Document segment =
********************

Plaintiffs initially filed a single complaint against the Coca-Cola Defendants, Bebidas y Alimentos de Urabá, S.A., Richard Kirby, Panamco Colombia, S.A., Panamerican Beverages Company, LLC, and Panamco, LLC (collectively, Defendants). The complaint alleged the systematic intimidation, kidnapping, detention, torture, and murder of Colombian trade unionists at the hands of paramilitary forces, who allegedly worked as agents of the Defendants. Defendants jointly moved to dismiss the complaint under Rule 12(b)(1) for lack of subject matter jurisdiction. Plaintiffs then amended their complaint by filing four separate complaints, which became the Gil case, the Galvis case, the Leal case, and the Garcia case.4 Bottler Bebidas y Alimentos de Urabá and its owner, Richard Kirby (the Bebidas Defendants), were named in the Gil complaint, whereas bottler Panamco Colombia and its owners, Panamerican Beverages Company, LLC and Panamco, LLC (the Panamco Defendants), were named in the three other complaints: Galvis, Leal, and Garcia. None of the Defendants are alleged to be directly liable for the murder and torture alleged in the complaints; rather, according to the Gil, Galvis, and Leal plaintiffs, the tortious conduct allegedly committed by paramilitary members is imputed to Defendants through conspiracy, agency, and aiding and abetting theories.5 The Garcia plaintiffs allege Defendants are vicariously liable for tortious conduct allegedly committed by the local police.

Brought by the estate of Isidro Segundo Gil, among others, the Gil complaint alleges the Bebidas Defendants and the Coca-Cola Defendants hired, contracted with, or otherwise directed paramilitary security forces that murdered, tortured, or silenced leaders of the trade union representing workers at the Bebidas bottling facility. Isidro Segundo Gil, a local union leader, was allegedly murdered by paramilitaries

Page 1259

inside the Bebidas bottling plant. Plaintiff Luis Adolfo Cardona, another union leader, allegedly witnessed Gil's murder and was later detained and tortured by the paramilitaries. Events in the Gil complaint took place at the Bebidas bottling facility, while the events in the three other complaints took place in three separate bottling facilities operated by Panamco Colombia.

********************

Dataset extract =
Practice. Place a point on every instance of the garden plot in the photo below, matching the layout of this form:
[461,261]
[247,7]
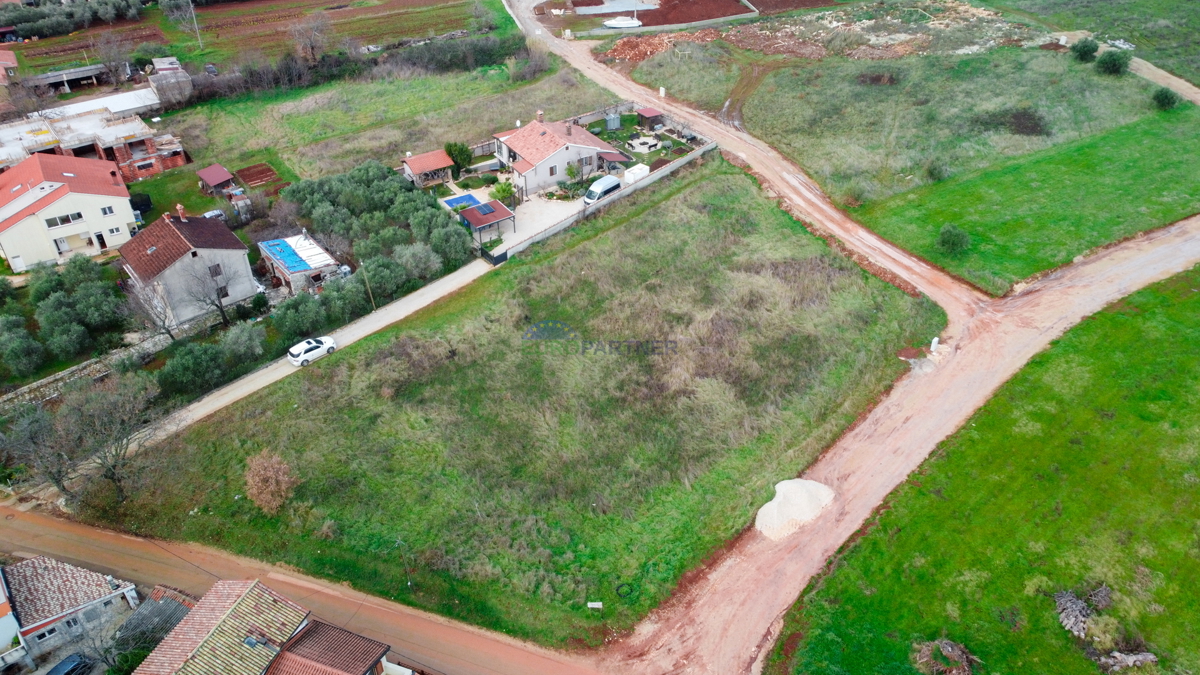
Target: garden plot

********************

To-do list =
A. In the Coca-Cola lawsuit excerpt, can you rewrite the stretch from "inside the Bebidas" through "by Panamco Colombia." with "bottling plant" replaced by "bottling factory"?
B. What is the Spanish translation of this sentence from the Coca-Cola lawsuit excerpt: "The Garcia plaintiffs allege Defendants are vicariously liable for tortious conduct allegedly committed by the local police."
C. Can you sum up the Coca-Cola lawsuit excerpt in two sentences?

Results of the tasks =
A.
inside the Bebidas bottling factory. Plaintiff Luis Adolfo Cardona, another union leader, allegedly witnessed Gil's murder and was later detained and tortured by the paramilitaries. Events in the Gil complaint took place at the Bebidas bottling facility, while the events in the three other complaints took place in three separate bottling facilities operated by Panamco Colombia.

B. Los demandantes del caso Garcia alegan que los Demandados son responsables de forma vicaria por la conducta ilícita presuntamente cometida por la policía local.

C. Plaintiffs sued the Coca-Cola Defendants and several bottlers and their owners over alleged paramilitary violence against Colombian trade unionists, then split their original complaint into four cases: Gil, Galvis, Leal, and Garcia. The Gil complaint alleges that paramilitaries tied to the Bebidas and Coca-Cola Defendants murdered union leader Isidro Segundo Gil inside the Bebidas bottling plant and later detained and tortured Luis Adolfo Cardona, who allegedly witnessed the killing.